### PROBLEM TO SOLVE
Print the entries below in their entirety, exactly as they are written.

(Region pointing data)
--- --- ---

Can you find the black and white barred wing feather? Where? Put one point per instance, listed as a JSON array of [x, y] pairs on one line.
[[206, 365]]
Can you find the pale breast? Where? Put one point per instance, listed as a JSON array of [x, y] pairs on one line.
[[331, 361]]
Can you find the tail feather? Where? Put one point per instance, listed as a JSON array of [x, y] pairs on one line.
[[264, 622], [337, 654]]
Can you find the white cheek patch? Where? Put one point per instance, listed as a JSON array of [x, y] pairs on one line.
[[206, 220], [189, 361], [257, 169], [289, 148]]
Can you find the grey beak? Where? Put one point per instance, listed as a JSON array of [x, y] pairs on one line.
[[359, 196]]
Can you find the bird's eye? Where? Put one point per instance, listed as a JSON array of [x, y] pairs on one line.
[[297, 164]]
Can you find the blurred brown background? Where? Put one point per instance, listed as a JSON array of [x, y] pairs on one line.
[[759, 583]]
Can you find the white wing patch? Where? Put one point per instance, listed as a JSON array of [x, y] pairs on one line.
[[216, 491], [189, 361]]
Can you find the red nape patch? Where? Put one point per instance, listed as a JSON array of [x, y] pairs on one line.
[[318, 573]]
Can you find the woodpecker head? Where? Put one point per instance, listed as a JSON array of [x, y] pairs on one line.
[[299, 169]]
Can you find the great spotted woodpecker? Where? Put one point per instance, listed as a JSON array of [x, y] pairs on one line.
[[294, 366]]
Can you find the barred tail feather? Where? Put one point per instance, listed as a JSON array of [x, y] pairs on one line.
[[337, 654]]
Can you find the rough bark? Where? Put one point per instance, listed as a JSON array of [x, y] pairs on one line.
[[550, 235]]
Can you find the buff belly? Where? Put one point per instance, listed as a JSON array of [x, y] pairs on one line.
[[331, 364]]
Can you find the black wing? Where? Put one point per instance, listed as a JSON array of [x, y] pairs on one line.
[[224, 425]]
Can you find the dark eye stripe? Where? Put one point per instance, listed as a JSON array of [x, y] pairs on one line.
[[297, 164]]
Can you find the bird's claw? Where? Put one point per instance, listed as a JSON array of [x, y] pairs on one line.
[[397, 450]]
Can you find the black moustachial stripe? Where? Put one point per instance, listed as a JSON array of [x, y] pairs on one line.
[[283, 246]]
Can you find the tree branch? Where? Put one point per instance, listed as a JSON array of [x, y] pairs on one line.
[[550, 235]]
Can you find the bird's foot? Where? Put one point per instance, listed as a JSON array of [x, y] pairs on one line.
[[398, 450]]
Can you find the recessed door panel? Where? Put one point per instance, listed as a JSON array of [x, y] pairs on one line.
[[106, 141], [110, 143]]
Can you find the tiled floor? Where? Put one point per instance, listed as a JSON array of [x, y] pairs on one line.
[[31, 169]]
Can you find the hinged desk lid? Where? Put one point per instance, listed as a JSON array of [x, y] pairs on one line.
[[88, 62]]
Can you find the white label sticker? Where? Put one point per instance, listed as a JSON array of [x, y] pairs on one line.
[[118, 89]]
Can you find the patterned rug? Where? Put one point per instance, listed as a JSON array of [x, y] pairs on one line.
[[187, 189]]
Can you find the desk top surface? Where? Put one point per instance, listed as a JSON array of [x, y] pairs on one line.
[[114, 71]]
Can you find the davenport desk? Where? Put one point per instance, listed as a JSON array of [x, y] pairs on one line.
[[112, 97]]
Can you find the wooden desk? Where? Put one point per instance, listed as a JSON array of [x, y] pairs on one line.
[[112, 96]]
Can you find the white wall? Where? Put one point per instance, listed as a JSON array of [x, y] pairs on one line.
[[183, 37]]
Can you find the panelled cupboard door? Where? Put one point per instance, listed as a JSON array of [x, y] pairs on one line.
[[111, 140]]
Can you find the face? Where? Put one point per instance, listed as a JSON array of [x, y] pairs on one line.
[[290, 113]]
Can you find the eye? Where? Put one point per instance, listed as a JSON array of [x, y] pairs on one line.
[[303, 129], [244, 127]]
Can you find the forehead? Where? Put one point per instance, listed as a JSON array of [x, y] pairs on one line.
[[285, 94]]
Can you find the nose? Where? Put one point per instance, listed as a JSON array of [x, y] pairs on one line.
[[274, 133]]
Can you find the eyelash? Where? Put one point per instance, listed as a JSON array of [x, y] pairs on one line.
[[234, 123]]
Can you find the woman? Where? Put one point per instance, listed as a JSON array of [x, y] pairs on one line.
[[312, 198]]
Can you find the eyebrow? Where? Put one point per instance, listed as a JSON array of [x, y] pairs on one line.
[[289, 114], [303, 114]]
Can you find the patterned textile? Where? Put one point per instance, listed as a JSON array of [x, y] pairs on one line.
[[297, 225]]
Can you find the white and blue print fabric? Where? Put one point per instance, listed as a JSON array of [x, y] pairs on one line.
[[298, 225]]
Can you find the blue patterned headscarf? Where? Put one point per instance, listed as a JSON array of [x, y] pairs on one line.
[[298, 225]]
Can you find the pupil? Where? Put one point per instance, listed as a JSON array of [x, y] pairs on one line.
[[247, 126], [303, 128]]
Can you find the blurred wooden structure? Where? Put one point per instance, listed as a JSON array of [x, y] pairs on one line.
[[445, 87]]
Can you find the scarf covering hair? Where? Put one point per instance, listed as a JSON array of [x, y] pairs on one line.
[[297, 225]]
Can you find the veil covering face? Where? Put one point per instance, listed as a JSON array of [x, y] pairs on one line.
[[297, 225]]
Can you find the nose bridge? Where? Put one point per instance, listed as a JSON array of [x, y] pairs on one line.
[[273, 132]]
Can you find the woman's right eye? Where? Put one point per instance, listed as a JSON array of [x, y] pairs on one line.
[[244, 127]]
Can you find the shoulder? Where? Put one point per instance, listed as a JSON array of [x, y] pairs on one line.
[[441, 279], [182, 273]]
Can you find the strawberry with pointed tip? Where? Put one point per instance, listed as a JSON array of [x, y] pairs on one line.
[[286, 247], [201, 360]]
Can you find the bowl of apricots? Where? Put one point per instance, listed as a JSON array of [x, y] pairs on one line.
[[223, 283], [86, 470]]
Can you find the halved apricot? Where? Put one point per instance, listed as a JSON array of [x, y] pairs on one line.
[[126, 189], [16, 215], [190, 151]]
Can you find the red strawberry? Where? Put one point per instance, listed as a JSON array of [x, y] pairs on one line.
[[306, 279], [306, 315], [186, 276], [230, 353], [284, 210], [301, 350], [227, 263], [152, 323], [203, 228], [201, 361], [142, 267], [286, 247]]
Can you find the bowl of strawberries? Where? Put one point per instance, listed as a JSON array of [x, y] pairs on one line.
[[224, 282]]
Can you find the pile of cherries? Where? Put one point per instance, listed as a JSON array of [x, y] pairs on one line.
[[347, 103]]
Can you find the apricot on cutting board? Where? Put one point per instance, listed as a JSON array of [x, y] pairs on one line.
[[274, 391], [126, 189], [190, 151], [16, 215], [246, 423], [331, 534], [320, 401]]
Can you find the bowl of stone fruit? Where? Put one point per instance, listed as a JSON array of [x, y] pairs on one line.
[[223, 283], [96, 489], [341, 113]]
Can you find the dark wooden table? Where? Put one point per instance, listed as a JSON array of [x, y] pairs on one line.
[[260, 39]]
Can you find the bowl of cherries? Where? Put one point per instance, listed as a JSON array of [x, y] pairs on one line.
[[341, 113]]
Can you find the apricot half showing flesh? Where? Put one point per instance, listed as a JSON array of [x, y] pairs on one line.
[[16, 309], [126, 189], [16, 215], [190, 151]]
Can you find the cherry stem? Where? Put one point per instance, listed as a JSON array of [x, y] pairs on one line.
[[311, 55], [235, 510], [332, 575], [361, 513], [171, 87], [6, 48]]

--- --- ---

### SOLUTION TO THIS PROBLEM
Can you find the black and white barred wing feather? Where? Put one point per instance, listed as a JSON array of [x, y] pairs on one line.
[[206, 365]]
Can you find the pale breast? Where? Put one point per instance, listed as a JSON array of [x, y] pairs on one line.
[[331, 361]]
Can you find the tail feather? Where? Put one point per instance, listed as a JSON array of [x, y] pairs on one line.
[[264, 622], [337, 654]]
Can you find the white cheek patch? Where? Put one point per instance, listed as a JSON array of [x, y] pairs on one line.
[[206, 220], [189, 361], [257, 169], [289, 148]]
Can you find the grey beak? Where? Put one point per instance, listed as a JSON array of [x, y] pairs on one line.
[[359, 196]]
Can you find the bird's eye? Where? Put one point per instance, listed as a JSON array of [x, y] pairs on one line.
[[297, 164]]
Can you find the blurred brown background? Where? Put one point per instance, listed as a JSON array of [x, y] pairs on one line.
[[759, 583]]
Can you find the white wing patch? Where? Put one point per instance, listed as a JSON array of [x, y] pairs on one line.
[[216, 491], [189, 361]]
Can you find the red nape patch? Where? Put one point per instance, listed as a JSON array of [x, y] pairs on one line.
[[318, 573]]
Can you find the woodpecker head? Where? Put one point per instance, listed as a JSON array of [x, y] pairs on one line.
[[299, 169]]
Can you find the great spotted woodpecker? Where? Put one point per instance, listed as a JSON array of [x, y] pairs on one line.
[[294, 366]]
Can you find the barred tail feather? Where? Put one point per instance, listed as a JSON array of [x, y] pairs on one line.
[[337, 654]]
Can you find the rough bark? Where? Put one point per instance, listed as a JSON array of [x, y] pairs on one line.
[[550, 235]]
Can you find the buff belly? Where? Put one point per instance, listed as a JSON array of [x, y] pairs on one line.
[[331, 364]]
Can you find the black wing? Where? Put one point per instance, listed as a JSON array of [x, y] pairs on one line.
[[224, 425]]
Can you find the dark eye stripe? Where? Put one point per instance, listed as a JSON array of [x, y] pairs on one line.
[[297, 164]]
Can you find the bird's claw? Where? Put one point per instance, listed as a JSON array of [x, y] pairs on one line.
[[397, 450]]
Can you find the black moustachial stripe? Where? Put one point per instance, listed as a JSON array of [x, y] pairs on one line.
[[283, 246]]
Can you find the tree branch? Where? Put one point per instance, listed as a JSON array of [x, y] pairs on one line.
[[550, 235]]
Can you find the bird's foot? Where? Put one point per instance, listed as a JSON array of [x, y] pairs on one line.
[[398, 450]]
Can you find the recessed door panel? Where? Put one point per instance, listed as a JSON array of [x, y] pairs on one line.
[[106, 141], [110, 143]]
Can you find the tiled floor? Where? Put one point per instance, listed as a JSON array of [x, y] pairs on one line.
[[31, 169]]
Can you find the hinged desk lid? Where? Put one point per instance, listed as a JSON array of [x, y] pairs on one line.
[[88, 62]]
Can you find the white label sticker? Where? Put one point per instance, listed as a JSON array of [x, y] pairs on one line.
[[118, 89]]
Can you find the patterned rug? Where? Put one point per instance, listed as a JSON array of [x, y] pairs on one line.
[[187, 189]]
Can you find the desk top surface? Where? Put one point per instance, listed as a JSON array of [x, y] pairs on one line.
[[114, 71]]
Can you find the davenport desk? Where? Put one point per instance, listed as a JSON array of [x, y] pairs on one line.
[[112, 97]]
Can you find the wooden desk? Where? Put one point per instance, listed as a JSON array of [x, y] pairs on one line.
[[112, 96]]
Can you find the white wall? Where? Put one point per instance, listed as a JSON array of [x, y] pairs on one line.
[[183, 37]]
Can you find the panelled cupboard door? Where? Put one point per instance, listed as a JSON array of [x, y] pairs on one line.
[[111, 140]]
Can you find the face? Where? Put one point per instance, listed as a JSON array of [x, y] pairs on one line.
[[290, 113]]
Can you find the eye? Where? Put one point per instance, listed as a JSON array of [x, y] pairs on one line.
[[303, 129], [244, 127]]
Can you find the forehead? Where? Put one point per instance, listed as a JSON array of [x, y] pairs on one line.
[[285, 94]]
Can you find the nose? Where? Put one point per instance, listed as a JSON array of [x, y] pairs on one line.
[[274, 133]]
Can you find the eyelash? Where? Put one point per instance, listed as a JSON array of [x, y] pairs on one line.
[[234, 123]]
Can you find the woman? Where? Put one point per instance, listed as a JSON array of [x, y] pairs on one line.
[[312, 198]]
Can you find the eyebrow? Where? Put one point per instance, listed as a JSON array of [x, y] pairs on one line.
[[289, 114], [303, 114]]
Can you find the patterned textile? Where? Put one point per instance, listed as a JSON array of [x, y] pairs on one line.
[[297, 225]]
Can you find the white and blue print fabric? Where? Put one point per instance, listed as a JSON array of [x, y] pairs on one line.
[[298, 225]]
Can you find the blue patterned headscarf? Where? Put one point per instance, listed as a JSON array of [x, y] pairs on one line.
[[298, 225]]
Can you find the pupil? Where? Put one point per instance, listed as a JSON array of [x, y] pairs on one line.
[[247, 126], [303, 128]]
Can you find the blurred wooden structure? Where? Put one point per instance, listed as a JSON array of [x, y] pairs on one line.
[[445, 87]]
Can you find the scarf covering hair? Where? Put one point per instance, listed as a JSON array of [x, y] pairs on one line.
[[297, 225]]
Can you find the veil covering face? Where? Put one point per instance, listed as a JSON array of [x, y] pairs on one line.
[[297, 225]]
Can you find the nose bridge? Where? Put one point per instance, listed as a JSON array of [x, y] pairs on one line.
[[273, 132]]
Can you find the woman's right eye? Where? Put one point per instance, listed as a JSON array of [x, y] pairs on one line.
[[244, 127]]
Can you find the shoulder? Where? Put one point per instance, listed as a JSON array of [x, y] pairs on one line.
[[441, 279], [182, 273]]
Can you find the strawberry with pointed tip? Where? Put one point per instance, listed as a JSON array of [x, y] pairs on one line.
[[286, 247], [201, 360]]
Can you find the bowl of apricots? Where? Put one point per instance, listed as a JSON array of [x, y] pairs on one line.
[[223, 283], [86, 470]]
Can you find the halved apricot? Where? Put one point per instance, listed as a JSON array of [x, y] pairs on one line.
[[126, 189], [16, 215], [190, 151]]
Can you find the red strawberry? Where? Put one point per instance, listed as a JSON array of [x, y] pairs on one line.
[[306, 279], [306, 315], [186, 276], [230, 353], [284, 210], [301, 350], [227, 263], [152, 323], [203, 228], [201, 361], [142, 267], [286, 247]]
Can you find the bowl of strawberries? Where? Put one point per instance, listed as a JSON array of [x, y] pairs on one line.
[[224, 282]]
Can you find the pile of cherries? Where? Put one point per instance, listed as a JSON array of [x, y] pairs on one line.
[[347, 103]]
Can you find the apricot on cutting board? Where? Put one point per instance, listed as a JSON array of [x, y] pairs on one line.
[[274, 391], [126, 189], [190, 151], [16, 215], [246, 423], [331, 534], [320, 401]]
Can you find the bowl of stone fruit? Where? Put one point per instance, listed as a JSON array of [x, y] pairs on one line.
[[223, 283], [96, 489], [341, 113]]
Can you find the dark wooden table? Where? Put one point per instance, listed as a JSON array of [x, y] pairs on one line.
[[260, 39]]
Can you find the bowl of cherries? Where? Put one point per instance, listed as a JSON array of [x, y] pairs on one line.
[[341, 113]]
Can you find the apricot half showing flesh? Where? Put one point per instance, listed as a JSON array of [x, y] pairs on one line.
[[16, 309], [126, 189], [16, 215], [190, 151]]
Can you find the cherry stem? Where? Put one point per instance, listed as a JSON array of [x, y] pairs on one line.
[[311, 55], [235, 510], [332, 575], [361, 513], [171, 87], [6, 48]]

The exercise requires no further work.